> _EXTRACT PROVIDED_:
--- START ---

They do get larger than ghosts, 2-3 inches. 
_Posted via Mobile Device_


----------



## manami

Looks like I'm going to order shrimps online in the future. I have no luck in the pet stores.

So...Is it OK to get 6 or 4 shrimps in a 5.5 gallon tank?

I have one betta, a nerite snail, and a very baby snail (don't know the species) that was hiding in a driftwood I bought two days ago.

I bought more plants this time. And when I start adding the driftwoods, I think i'm set!


----------



## Flint

You can have 6 cherries/ghosts but not amanos. No more than two amanos and even that would look crowded to me, they are big shrimp. If you post a photo of your baby snail we can identify it for you but I'll post some photos of common snails for you to see if it helps.


----------



## Flint

The long one is a Malaysian trumpet snail (MTS), the small one a pond snail and the large round one a ramshorn.


----------



## manami

I think I have the smallest one, the pond snail. I was hoping it was a nerite snail. :-?


----------



## tankman12

If you want to get rid of them. The best things are assassin snails. Cuz if there is one, there will most likely be more.

On the amano shrimp subject. I have 7 in my 5 gallon heavily planted. I know it is a lot. I got them for almost free, so i couldnt pass them. But you could do 3-4 easily in a 5.5 IME.
_Posted via Mobile Device_


----------



## manami

Ok. The driftwood is not inside the tank yet. I have to boil it. I just noticed the baby snail when I came home and thought it will be interesting to see it grow and discover what type of snail I got.


----------



## Tony2632

I have about 15 of them in my 37g tank. I will all ways say this, but Amano shrimp are the best hair algae eating shrimp I have ever owned. Females are more bigger then the males in size. They are extremely hard to breed compare to other shrimps. You need almost saltwater to breed these shrimp. All shrimps have a low bioload, so about 4 or 5 would do it. Fair warning, these shrimps do jump out the tank, get a lid or some sort from this happening. I lost about 3 of them, because I take a chance and keep a open top. I love Amano shrimp, they are extremely active little guys. I actually play with them on my fingers. They pretty much eat anything they can find. I feed mine cucumbers twice a week. I also feed them bloodworms when I'm feeding my other fish. Very friendly and harmless little shrimp, so I wouldn't worry. Here's a picture of mine eating cucumbers.

--- END ---

> _SUPPLIED INFORMATION_:
--- START ---

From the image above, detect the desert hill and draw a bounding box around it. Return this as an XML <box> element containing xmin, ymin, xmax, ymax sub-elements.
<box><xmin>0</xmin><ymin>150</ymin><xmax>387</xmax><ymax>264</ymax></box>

--- END ---

> _THE TASKS_:
- A) Answer these from the shrimp thread:
(i) How many amano shrimp does tankman12 keep in a 5 gallon tank?
(ii) What does Tony2632 feed the shrimp twice a week?
(iii) Which snail does manami think the baby snail is?
- B) Decide whether each statement agrees with the shrimp thread, answering yes or no and quoting the words that settle it:
(i) Flint says six amanos are fine in the 5.5 gallon tank.
(ii) The driftwood with the baby snail is already inside the tank.
(iii) Tony2632 says Amano shrimp are hard to breed compared to other shrimps.
The listing is separate material and has no connection to the shrimp thread.

> _ANSWERS GIVEN_:
- A)
(i) 7
(ii) Cucumbers
(iii) The pond snail, the smallest one

- B)
(i) No: "You can have 6 cherries/ghosts but not amanos."
(ii) No: "The driftwood is not inside the tank yet."
(iii) Yes: "They are extremely hard to breed compare to other shrimps."